§ **PROBLEM STATEMENT**:
Return the stretch of rows from the line containing "# draw the outline of every instance of the grassy field" through the line containing "Now draw the outline of every instance of the grassy field.", copying those lines exactly and nothing else.

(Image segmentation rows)
━━━━━━━━━━

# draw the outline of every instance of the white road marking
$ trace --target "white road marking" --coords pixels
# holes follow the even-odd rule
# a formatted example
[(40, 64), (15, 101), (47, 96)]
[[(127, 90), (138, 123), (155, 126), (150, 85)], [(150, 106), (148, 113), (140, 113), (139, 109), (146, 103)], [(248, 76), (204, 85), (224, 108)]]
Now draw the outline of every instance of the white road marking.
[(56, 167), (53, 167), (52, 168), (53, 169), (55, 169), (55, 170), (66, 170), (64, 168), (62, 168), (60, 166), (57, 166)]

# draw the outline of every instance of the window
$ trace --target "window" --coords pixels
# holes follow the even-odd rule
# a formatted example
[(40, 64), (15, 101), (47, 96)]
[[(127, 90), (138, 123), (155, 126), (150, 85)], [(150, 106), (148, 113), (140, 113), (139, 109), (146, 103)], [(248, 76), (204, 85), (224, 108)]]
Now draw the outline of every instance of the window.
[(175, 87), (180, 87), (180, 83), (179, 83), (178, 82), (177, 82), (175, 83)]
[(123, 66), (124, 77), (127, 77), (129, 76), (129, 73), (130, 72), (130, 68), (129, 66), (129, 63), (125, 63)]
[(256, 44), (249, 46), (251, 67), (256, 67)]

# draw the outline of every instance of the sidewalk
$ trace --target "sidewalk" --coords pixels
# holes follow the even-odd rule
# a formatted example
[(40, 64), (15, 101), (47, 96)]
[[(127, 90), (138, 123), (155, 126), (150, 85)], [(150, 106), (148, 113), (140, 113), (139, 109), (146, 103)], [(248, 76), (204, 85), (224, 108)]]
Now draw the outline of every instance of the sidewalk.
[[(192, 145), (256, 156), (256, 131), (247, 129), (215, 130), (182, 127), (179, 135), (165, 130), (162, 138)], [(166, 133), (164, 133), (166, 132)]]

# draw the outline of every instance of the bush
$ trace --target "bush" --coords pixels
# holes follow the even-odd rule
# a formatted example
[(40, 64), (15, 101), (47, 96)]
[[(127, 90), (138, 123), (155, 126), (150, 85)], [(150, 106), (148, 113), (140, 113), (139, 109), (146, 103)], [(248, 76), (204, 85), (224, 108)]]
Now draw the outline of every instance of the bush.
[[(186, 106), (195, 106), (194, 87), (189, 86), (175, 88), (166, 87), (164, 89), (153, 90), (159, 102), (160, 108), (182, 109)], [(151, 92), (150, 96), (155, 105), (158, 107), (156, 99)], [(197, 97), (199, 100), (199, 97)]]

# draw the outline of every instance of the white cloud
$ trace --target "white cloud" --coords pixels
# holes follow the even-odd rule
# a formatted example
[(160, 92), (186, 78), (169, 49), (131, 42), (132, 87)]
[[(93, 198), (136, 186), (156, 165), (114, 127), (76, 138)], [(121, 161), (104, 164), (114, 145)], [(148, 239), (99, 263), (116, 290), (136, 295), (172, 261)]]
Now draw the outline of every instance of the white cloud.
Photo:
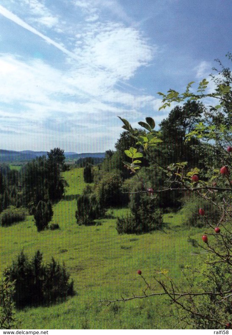
[[(64, 43), (58, 43), (25, 20), (29, 18), (31, 22), (57, 31), (61, 24), (58, 17), (47, 10), (43, 1), (23, 2), (30, 7), (23, 19), (0, 5), (0, 14), (61, 51), (66, 56), (65, 70), (45, 60), (0, 54), (0, 100), (7, 105), (0, 111), (2, 132), (20, 134), (19, 145), (25, 149), (35, 149), (37, 145), (36, 149), (44, 149), (38, 147), (40, 142), (36, 144), (39, 134), (47, 142), (46, 150), (60, 145), (68, 150), (77, 142), (84, 146), (87, 136), (92, 142), (99, 138), (97, 151), (102, 151), (105, 141), (113, 143), (121, 131), (117, 116), (133, 122), (143, 118), (143, 109), (154, 110), (154, 97), (134, 89), (128, 82), (139, 68), (149, 63), (156, 51), (139, 30), (122, 23), (97, 21), (99, 10), (76, 1), (86, 10), (84, 24), (70, 25), (72, 34)], [(103, 2), (105, 7), (114, 3)], [(34, 143), (33, 148), (30, 142)]]
[(209, 75), (212, 66), (210, 63), (203, 61), (194, 68), (196, 72), (196, 78), (203, 79)]

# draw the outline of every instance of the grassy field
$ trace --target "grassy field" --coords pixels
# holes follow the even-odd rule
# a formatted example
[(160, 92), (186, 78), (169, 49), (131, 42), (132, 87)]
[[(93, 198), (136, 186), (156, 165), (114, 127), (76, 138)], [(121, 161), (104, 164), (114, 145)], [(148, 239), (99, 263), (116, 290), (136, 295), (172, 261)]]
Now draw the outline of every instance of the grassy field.
[[(83, 169), (63, 175), (69, 185), (66, 195), (80, 194), (85, 185)], [(21, 328), (178, 329), (176, 320), (164, 317), (169, 306), (162, 297), (107, 307), (99, 300), (142, 294), (145, 287), (137, 274), (139, 269), (149, 282), (154, 282), (157, 271), (165, 269), (180, 283), (183, 265), (194, 265), (199, 257), (198, 249), (188, 241), (189, 238), (200, 241), (202, 229), (183, 226), (184, 213), (171, 213), (164, 215), (162, 230), (120, 236), (115, 229), (116, 218), (125, 214), (127, 209), (114, 209), (110, 218), (100, 220), (100, 225), (79, 226), (75, 217), (76, 200), (68, 199), (54, 207), (52, 222), (59, 223), (59, 230), (37, 232), (32, 216), (10, 227), (0, 227), (1, 273), (23, 248), (30, 256), (39, 249), (45, 261), (53, 256), (64, 262), (74, 281), (74, 296), (49, 307), (17, 311)]]
[(19, 171), (22, 167), (21, 165), (10, 165), (10, 169), (11, 170), (17, 170)]

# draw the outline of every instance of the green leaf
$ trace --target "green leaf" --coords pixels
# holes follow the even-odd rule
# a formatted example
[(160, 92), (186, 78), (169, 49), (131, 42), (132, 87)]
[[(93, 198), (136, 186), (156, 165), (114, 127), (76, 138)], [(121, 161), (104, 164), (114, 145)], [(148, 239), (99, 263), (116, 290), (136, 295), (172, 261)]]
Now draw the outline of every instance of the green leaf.
[(119, 118), (121, 120), (122, 122), (123, 122), (124, 123), (124, 124), (125, 125), (125, 126), (126, 126), (126, 128), (125, 127), (125, 126), (123, 126), (122, 128), (124, 128), (124, 129), (127, 129), (127, 130), (128, 130), (129, 131), (130, 131), (131, 129), (131, 126), (130, 126), (131, 125), (130, 125), (130, 123), (127, 121), (127, 120), (126, 120), (125, 119), (122, 119), (122, 118), (121, 118), (120, 116), (118, 116), (118, 118)]
[(133, 147), (131, 147), (130, 148), (130, 152), (132, 153), (132, 156), (133, 156), (135, 153), (137, 152), (137, 149), (135, 148), (133, 148)]
[(138, 122), (138, 123), (140, 126), (141, 126), (142, 127), (143, 127), (144, 128), (145, 128), (145, 129), (147, 129), (149, 131), (152, 131), (152, 130), (147, 123), (146, 123), (146, 122), (143, 122), (142, 121), (140, 122)]
[(139, 158), (139, 157), (143, 157), (143, 155), (141, 152), (136, 152), (133, 156), (133, 158)]
[(154, 129), (155, 126), (155, 121), (152, 118), (146, 118), (146, 121), (152, 129)]
[(130, 158), (132, 158), (133, 156), (131, 152), (129, 150), (124, 150), (124, 152), (126, 154), (127, 156), (128, 157), (130, 157)]
[(137, 138), (139, 141), (142, 143), (148, 142), (148, 139), (146, 136), (138, 136)]

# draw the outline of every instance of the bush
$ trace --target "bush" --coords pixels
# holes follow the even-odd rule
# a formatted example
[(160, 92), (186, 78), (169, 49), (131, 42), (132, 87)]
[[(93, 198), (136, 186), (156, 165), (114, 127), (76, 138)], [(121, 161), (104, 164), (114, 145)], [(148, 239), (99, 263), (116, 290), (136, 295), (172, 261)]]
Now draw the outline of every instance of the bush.
[(205, 211), (207, 219), (213, 225), (217, 225), (219, 218), (219, 213), (217, 208), (208, 201), (202, 198), (191, 196), (188, 199), (185, 198), (184, 203), (181, 212), (184, 213), (184, 224), (199, 227), (205, 225), (206, 223), (205, 217), (199, 214), (199, 209), (202, 208)]
[(49, 228), (51, 230), (55, 230), (56, 229), (59, 229), (60, 226), (58, 223), (52, 223), (49, 226)]
[(19, 322), (14, 317), (14, 304), (13, 296), (15, 292), (15, 283), (3, 273), (4, 278), (0, 281), (0, 329), (15, 329)]
[(47, 203), (41, 200), (37, 205), (34, 214), (35, 225), (38, 231), (47, 228), (53, 215), (51, 201)]
[(24, 208), (17, 208), (10, 206), (1, 213), (0, 222), (3, 227), (9, 226), (15, 222), (24, 221), (26, 215), (26, 211)]
[(80, 225), (92, 224), (94, 220), (103, 217), (105, 213), (105, 209), (93, 194), (80, 196), (77, 199), (77, 205), (75, 217), (77, 223)]
[(42, 260), (39, 250), (30, 261), (22, 251), (7, 270), (10, 281), (15, 281), (16, 307), (50, 304), (73, 294), (73, 282), (69, 282), (64, 264), (61, 266), (53, 257), (47, 264)]
[(95, 189), (98, 200), (106, 208), (127, 205), (129, 202), (128, 191), (120, 175), (112, 173), (104, 175)]
[(84, 169), (84, 180), (85, 183), (92, 183), (93, 181), (92, 165), (87, 163)]
[(118, 217), (116, 229), (119, 234), (140, 234), (160, 228), (163, 224), (161, 210), (157, 208), (156, 199), (147, 194), (134, 195), (130, 207), (131, 213)]

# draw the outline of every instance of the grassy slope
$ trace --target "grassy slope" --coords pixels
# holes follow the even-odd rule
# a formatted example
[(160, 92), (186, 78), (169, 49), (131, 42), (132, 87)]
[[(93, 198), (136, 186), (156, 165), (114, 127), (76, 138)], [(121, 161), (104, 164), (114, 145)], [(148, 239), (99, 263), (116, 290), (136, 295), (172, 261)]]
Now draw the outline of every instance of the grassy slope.
[[(64, 173), (70, 186), (67, 195), (80, 194), (84, 187), (83, 169)], [(33, 221), (7, 228), (0, 227), (0, 271), (11, 263), (23, 248), (32, 255), (38, 249), (44, 260), (52, 256), (65, 262), (74, 280), (77, 294), (50, 307), (27, 308), (18, 311), (22, 329), (173, 329), (174, 321), (163, 318), (168, 314), (164, 299), (158, 297), (118, 303), (106, 307), (98, 300), (139, 295), (145, 288), (137, 273), (141, 269), (152, 282), (156, 270), (167, 269), (168, 275), (179, 282), (180, 268), (194, 264), (196, 248), (188, 237), (199, 239), (201, 230), (181, 226), (179, 214), (165, 214), (163, 231), (141, 236), (119, 236), (115, 229), (117, 215), (126, 209), (115, 210), (114, 218), (101, 220), (102, 225), (80, 226), (76, 222), (76, 200), (63, 200), (54, 208), (53, 222), (60, 229), (38, 233)], [(178, 328), (177, 325), (176, 328)]]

━━━━━━━━━━

§ **RESULT**:
# draw the outline of every instance of the grassy field
$ trace --target "grassy field" --coords pixels
# holes follow the even-odd rule
# a formatted example
[(160, 92), (186, 78), (169, 49), (131, 42), (132, 87)]
[[(93, 198), (136, 186), (156, 165), (114, 127), (76, 138)], [(121, 161), (104, 164), (114, 145)], [(148, 239), (99, 263), (116, 290), (136, 295), (172, 261)]]
Now draw the outline of every instance of the grassy field.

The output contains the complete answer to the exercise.